--- Stated goal ---
Count how many lines in the items below contain the string "hedge". Give only that number.

========================

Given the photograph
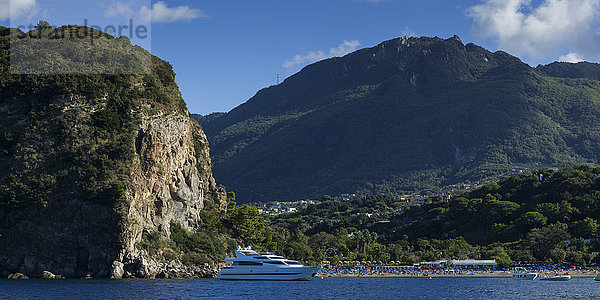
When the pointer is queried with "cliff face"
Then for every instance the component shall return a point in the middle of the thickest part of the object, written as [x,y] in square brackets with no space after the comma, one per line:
[91,164]
[170,179]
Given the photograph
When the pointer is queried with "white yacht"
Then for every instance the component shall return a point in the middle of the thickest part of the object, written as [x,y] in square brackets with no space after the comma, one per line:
[251,265]
[522,274]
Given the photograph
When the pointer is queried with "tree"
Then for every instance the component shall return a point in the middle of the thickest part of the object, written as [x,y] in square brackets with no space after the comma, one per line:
[532,219]
[587,228]
[250,225]
[543,240]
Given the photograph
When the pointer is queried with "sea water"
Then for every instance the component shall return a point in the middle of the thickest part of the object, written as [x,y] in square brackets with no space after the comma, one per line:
[317,288]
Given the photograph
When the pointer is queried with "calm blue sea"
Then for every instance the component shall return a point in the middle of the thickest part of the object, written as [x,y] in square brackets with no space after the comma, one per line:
[317,288]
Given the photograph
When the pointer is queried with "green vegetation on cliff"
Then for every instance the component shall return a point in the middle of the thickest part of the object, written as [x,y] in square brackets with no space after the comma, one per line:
[49,150]
[410,114]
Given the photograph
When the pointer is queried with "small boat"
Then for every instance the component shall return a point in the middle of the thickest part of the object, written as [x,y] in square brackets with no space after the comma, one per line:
[556,278]
[251,265]
[522,274]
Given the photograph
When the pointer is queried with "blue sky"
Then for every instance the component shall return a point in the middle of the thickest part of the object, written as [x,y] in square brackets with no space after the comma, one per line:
[225,51]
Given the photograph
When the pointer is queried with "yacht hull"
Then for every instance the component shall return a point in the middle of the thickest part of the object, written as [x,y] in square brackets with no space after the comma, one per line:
[556,278]
[285,274]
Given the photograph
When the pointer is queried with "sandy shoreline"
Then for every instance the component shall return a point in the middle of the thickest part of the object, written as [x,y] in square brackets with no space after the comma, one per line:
[468,275]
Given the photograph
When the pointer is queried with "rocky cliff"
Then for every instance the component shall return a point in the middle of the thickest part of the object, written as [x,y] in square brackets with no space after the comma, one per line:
[91,165]
[408,115]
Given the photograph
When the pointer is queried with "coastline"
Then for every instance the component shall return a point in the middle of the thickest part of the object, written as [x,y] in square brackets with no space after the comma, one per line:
[468,275]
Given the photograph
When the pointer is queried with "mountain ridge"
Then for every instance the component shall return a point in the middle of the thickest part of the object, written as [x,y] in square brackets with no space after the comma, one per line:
[461,114]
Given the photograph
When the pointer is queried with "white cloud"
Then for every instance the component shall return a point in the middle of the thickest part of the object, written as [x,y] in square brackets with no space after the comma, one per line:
[119,9]
[571,57]
[313,56]
[17,8]
[538,32]
[161,13]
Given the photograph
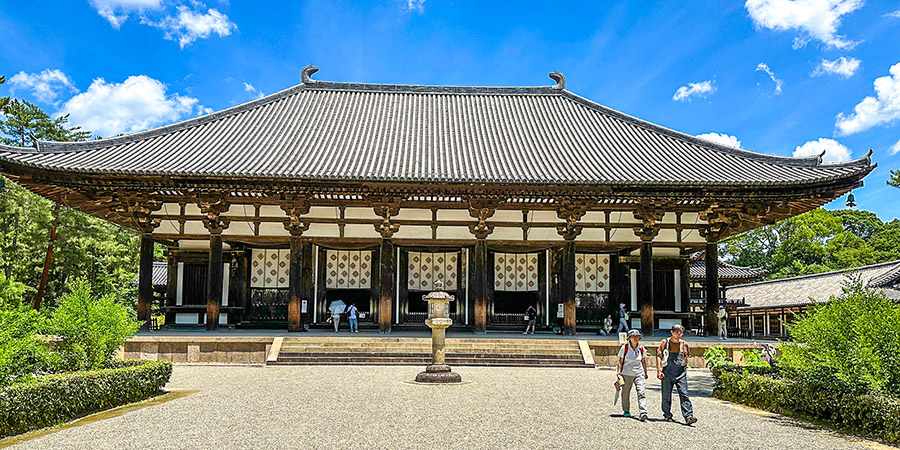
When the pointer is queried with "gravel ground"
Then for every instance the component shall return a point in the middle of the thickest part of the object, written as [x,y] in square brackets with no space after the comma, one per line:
[371,407]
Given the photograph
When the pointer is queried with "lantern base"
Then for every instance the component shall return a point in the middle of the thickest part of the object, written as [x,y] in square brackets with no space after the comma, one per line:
[438,373]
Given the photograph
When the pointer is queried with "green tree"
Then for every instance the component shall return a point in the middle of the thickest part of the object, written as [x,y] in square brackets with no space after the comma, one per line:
[894,180]
[816,241]
[90,327]
[23,122]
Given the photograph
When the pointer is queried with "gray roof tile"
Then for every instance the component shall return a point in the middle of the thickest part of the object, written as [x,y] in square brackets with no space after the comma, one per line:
[349,131]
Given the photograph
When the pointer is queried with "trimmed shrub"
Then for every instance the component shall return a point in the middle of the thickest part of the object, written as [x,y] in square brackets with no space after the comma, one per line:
[877,416]
[90,328]
[54,399]
[23,351]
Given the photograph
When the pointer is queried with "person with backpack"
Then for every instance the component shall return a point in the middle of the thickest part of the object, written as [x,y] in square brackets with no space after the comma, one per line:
[722,315]
[623,319]
[531,317]
[671,368]
[632,368]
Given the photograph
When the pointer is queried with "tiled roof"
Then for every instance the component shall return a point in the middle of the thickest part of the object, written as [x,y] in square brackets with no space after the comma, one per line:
[370,132]
[810,288]
[727,271]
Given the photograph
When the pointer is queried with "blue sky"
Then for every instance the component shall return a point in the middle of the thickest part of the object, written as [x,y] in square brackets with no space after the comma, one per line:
[779,76]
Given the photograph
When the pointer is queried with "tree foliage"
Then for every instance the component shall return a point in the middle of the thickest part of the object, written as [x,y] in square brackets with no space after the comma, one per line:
[816,241]
[854,337]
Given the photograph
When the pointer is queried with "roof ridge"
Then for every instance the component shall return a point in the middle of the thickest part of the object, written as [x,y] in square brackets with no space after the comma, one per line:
[810,161]
[814,275]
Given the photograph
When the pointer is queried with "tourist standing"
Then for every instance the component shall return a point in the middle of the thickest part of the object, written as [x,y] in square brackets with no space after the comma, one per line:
[336,319]
[722,315]
[623,319]
[671,357]
[607,325]
[353,313]
[633,369]
[531,317]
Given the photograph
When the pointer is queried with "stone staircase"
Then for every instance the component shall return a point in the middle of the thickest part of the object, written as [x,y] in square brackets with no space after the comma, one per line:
[417,351]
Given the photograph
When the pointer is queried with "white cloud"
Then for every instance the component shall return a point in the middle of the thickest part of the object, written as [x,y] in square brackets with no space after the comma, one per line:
[842,66]
[256,93]
[814,19]
[721,139]
[45,86]
[834,150]
[895,148]
[702,89]
[765,68]
[882,109]
[416,5]
[188,25]
[117,11]
[138,103]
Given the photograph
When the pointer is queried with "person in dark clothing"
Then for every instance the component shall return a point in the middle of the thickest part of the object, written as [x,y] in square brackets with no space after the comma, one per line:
[531,317]
[671,368]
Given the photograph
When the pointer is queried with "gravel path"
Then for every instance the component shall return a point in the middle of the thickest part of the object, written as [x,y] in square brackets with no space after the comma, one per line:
[371,407]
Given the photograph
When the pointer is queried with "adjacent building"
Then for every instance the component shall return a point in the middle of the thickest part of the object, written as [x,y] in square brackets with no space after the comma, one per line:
[369,193]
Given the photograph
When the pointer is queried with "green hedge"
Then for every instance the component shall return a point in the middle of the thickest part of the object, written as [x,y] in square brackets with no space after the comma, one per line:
[54,399]
[877,416]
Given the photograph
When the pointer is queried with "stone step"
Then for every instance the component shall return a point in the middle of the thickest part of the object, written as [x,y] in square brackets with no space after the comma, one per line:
[351,355]
[514,362]
[427,350]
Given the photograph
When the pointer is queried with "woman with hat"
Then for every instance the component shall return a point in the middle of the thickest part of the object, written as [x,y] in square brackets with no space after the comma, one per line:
[632,368]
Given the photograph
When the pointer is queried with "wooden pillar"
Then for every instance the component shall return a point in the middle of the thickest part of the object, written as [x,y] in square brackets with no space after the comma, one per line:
[567,286]
[239,289]
[145,280]
[172,288]
[480,284]
[214,280]
[308,280]
[712,287]
[645,300]
[387,269]
[295,283]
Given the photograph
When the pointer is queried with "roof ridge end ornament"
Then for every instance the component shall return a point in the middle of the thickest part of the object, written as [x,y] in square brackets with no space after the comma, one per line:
[559,78]
[307,72]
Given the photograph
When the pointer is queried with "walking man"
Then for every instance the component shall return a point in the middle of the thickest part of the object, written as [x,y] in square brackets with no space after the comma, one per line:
[722,315]
[633,369]
[531,317]
[623,319]
[354,318]
[672,358]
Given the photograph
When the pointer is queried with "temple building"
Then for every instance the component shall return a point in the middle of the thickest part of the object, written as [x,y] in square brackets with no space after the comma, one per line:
[368,193]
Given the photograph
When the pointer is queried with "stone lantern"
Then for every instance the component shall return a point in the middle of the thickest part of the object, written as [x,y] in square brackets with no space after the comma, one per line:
[438,320]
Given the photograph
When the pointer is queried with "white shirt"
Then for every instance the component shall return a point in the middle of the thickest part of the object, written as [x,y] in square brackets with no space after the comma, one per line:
[633,364]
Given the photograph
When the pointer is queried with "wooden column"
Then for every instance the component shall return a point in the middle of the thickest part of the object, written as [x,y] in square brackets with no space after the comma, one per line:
[239,289]
[145,280]
[480,285]
[387,268]
[212,205]
[295,283]
[712,287]
[567,286]
[645,301]
[308,280]
[214,280]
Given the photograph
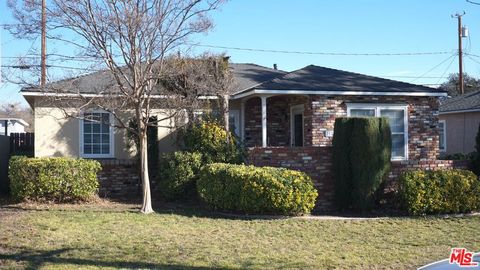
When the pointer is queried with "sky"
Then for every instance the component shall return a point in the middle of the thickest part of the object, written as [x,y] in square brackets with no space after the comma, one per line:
[321,26]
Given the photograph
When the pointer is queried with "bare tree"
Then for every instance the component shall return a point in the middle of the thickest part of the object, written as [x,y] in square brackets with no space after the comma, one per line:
[134,40]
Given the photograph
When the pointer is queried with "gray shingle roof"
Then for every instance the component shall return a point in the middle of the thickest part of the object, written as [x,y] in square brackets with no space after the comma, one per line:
[246,75]
[315,78]
[469,101]
[250,75]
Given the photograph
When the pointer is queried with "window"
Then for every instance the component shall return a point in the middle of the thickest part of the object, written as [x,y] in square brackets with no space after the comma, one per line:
[397,115]
[296,125]
[96,135]
[443,135]
[234,121]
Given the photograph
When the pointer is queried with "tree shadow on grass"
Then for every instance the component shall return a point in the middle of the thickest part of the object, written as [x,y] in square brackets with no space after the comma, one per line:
[35,259]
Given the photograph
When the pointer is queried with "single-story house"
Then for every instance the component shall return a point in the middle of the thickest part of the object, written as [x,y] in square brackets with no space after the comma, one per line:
[286,118]
[12,125]
[459,123]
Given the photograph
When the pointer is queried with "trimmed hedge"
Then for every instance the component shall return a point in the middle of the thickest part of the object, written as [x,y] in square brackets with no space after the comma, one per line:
[361,159]
[212,141]
[178,172]
[53,179]
[439,192]
[254,190]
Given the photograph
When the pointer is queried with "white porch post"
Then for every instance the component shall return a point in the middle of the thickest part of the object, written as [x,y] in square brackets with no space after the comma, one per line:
[264,121]
[242,120]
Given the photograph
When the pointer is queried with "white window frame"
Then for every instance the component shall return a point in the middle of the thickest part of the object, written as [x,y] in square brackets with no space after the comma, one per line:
[444,136]
[236,115]
[111,131]
[385,106]
[296,109]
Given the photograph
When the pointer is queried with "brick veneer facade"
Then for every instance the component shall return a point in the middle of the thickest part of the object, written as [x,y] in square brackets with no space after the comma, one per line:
[317,163]
[119,179]
[320,114]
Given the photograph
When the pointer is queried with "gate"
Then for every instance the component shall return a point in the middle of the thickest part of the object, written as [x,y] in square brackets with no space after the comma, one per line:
[17,144]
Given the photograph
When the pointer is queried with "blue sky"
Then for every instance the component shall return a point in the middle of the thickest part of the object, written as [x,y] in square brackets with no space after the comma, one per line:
[354,26]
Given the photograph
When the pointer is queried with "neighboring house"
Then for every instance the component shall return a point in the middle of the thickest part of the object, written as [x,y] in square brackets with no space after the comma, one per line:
[459,122]
[12,125]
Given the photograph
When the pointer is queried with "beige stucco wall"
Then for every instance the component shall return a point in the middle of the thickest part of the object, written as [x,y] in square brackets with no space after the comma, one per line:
[461,129]
[56,135]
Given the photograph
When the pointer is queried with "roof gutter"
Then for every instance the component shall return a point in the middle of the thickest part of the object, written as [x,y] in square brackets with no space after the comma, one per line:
[40,94]
[341,93]
[460,111]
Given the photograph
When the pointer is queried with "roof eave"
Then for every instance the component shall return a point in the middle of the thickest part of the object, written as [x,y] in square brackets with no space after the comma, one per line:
[251,92]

========================

--- Answer to the exercise ---
2